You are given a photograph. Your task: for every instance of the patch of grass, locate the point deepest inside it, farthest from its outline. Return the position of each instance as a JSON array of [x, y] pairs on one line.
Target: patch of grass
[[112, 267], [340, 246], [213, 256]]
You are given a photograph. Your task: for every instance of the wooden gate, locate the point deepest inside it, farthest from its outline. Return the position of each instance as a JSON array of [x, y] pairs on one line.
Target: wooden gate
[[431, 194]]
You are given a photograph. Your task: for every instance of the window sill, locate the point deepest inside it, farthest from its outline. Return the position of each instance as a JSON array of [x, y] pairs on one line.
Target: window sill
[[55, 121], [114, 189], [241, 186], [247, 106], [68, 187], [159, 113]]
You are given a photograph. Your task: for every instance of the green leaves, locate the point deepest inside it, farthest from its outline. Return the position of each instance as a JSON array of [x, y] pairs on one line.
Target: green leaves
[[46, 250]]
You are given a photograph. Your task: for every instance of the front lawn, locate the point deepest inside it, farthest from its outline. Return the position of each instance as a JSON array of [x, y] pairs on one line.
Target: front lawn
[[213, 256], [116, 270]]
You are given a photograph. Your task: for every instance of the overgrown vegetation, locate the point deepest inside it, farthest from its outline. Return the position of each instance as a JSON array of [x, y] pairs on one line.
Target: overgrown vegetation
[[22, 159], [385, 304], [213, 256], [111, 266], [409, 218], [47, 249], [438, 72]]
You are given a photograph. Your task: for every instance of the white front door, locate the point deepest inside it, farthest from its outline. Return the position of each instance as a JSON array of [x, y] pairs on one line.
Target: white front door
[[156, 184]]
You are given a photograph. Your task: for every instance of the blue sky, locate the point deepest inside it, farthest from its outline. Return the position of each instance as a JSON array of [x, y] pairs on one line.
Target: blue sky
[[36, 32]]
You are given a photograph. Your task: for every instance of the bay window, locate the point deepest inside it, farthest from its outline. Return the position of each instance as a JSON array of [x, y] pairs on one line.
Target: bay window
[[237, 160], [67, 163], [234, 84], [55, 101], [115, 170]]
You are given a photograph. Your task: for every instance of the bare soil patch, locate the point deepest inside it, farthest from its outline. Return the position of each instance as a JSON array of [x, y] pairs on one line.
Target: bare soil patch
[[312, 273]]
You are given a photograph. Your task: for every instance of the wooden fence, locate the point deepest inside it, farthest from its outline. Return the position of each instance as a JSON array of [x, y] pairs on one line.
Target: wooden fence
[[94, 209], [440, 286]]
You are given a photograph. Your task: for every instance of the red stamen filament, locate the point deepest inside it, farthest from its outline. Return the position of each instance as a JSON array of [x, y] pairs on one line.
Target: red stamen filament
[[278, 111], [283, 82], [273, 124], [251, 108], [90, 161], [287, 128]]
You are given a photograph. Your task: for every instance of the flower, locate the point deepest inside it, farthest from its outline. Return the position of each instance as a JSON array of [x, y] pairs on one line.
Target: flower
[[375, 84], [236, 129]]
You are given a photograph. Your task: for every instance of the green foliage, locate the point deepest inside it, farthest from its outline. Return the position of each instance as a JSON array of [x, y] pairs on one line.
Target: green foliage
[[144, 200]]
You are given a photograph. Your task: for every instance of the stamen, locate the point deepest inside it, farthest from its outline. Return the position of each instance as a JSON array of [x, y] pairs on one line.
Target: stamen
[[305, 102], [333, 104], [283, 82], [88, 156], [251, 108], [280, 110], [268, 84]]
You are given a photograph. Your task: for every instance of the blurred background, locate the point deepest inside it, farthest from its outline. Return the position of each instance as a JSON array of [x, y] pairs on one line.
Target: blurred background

# # # # #

What is expected
Give again each line of the listing above, keeping every word the same.

Written answer
You are given a photograph. Your task: for every instance of the patch of grass, locate the point deepest inside it, farthest from its outline. Return the position of each instance as a JSON array of [x, y] pairs on one line.
Target: patch of grass
[[112, 267], [340, 246], [213, 256]]
You are given a photograph. Your task: for every instance of the wooden gate, locate the point deepest inside it, farthest from its outline. Return the position of each instance as a JSON array of [x, y] pairs on one line.
Target: wooden gate
[[431, 194]]
You are given a photograph. Your task: for every instance of the window sill, locate the point deepest inside it, farthest from its outline. Return the position of each instance as a JSON array of [x, y] pairs on one line.
Target: window sill
[[55, 121], [114, 189], [241, 186], [247, 106], [68, 187], [159, 113]]
You are given a photograph. Your task: for every instance of the green leaves, locate the point deepest inside it, farthest from its outline. Return the position of each instance as a JSON array of [x, y] pairs on one line.
Target: green leaves
[[46, 250]]
You are given a photograph. Your task: for every instance of the front lawn, locate the point deepest inside it, farthest from its outline. Return the position of each instance as a JSON array of [x, y] pairs on one line.
Target: front lawn
[[213, 256], [116, 270]]
You are given a photograph. Your task: for every instance of the overgrown vegetation, locate the point deepest inside it, farthest from its outline. Return the position of each instance as a JSON array of [x, y] pairs on one line.
Target: overgrown vegetation
[[22, 159], [385, 304], [213, 256], [111, 266], [409, 218], [47, 249], [438, 72]]
You are given a photograph. Your task: for every instance of the white front door, locate the point deepest inside it, farthest from its outline. Return the position of each instance as a JSON array of [x, y] pairs on one line.
Target: white front door
[[156, 184]]
You are given a photograph. Your task: for every instance of the blue sky, locate the point deepest inside it, farthest from its outline. Return the position of each instance as a JSON array of [x, y] pairs on one line.
Target: blue sky
[[36, 32]]
You are given a photograph. Your task: for every instance of the bay window, locate the point deepest inside it, farthest from its outline. Return the position of each instance as a JSON array of [x, y] pairs on one line.
Target: bay window
[[237, 160], [67, 163], [234, 84], [55, 101], [115, 170]]
You are given a photograph. Your task: for every instance of the bare soil patch, locate the point deepest inside it, farthest from its outline. Return the position of each instance as a JSON array of [x, y] pairs on one line.
Target: bare soil patch
[[312, 273]]
You are given a photograph. Your task: for every instance of the wooden fence, locate the point deepest inside it, farthest from its outline. Return the position of each instance as a JSON array of [x, y] pairs on one line.
Target: wooden fence
[[94, 209], [440, 286]]
You are given a photograph. Your task: for every instance of the red stamen filament, locate the point deepest inside it, farthest from its outline. Return the position of each instance as a JSON array of [x, y] pairs on one line.
Target: red stamen filament
[[278, 111], [283, 82], [273, 124], [251, 108], [90, 161], [287, 128]]
You are given a photograph. Your task: for every instance of the flower, locate the point deepest inside it, farthest from its outline. Return the position of each instance as a JSON array of [x, y] pairs on one line.
Target: flower
[[375, 84], [236, 129]]
You are given a photograph. Your task: for every instance of the green foliage, locate the point deepest inside it, farthest from its outline. Return the position of each instance as a JSON array of [x, y] pairs on one line.
Target: green foliage
[[144, 200]]
You are given a photograph. Your task: for every instance of the stamen, locate the point deepest inside it, farthest from its outline. Return the position of each instance as a JSON array of [x, y] pairs on one line.
Target: stamen
[[305, 102], [333, 104], [283, 82], [88, 156], [251, 108], [280, 110], [268, 84]]
You are given a photograph. Your task: for every instance of the blurred background, locate the point deepest inside it, farthest from its outline. Return the position of each instance as a JSON array of [x, y] pairs on one line.
Target: blurred background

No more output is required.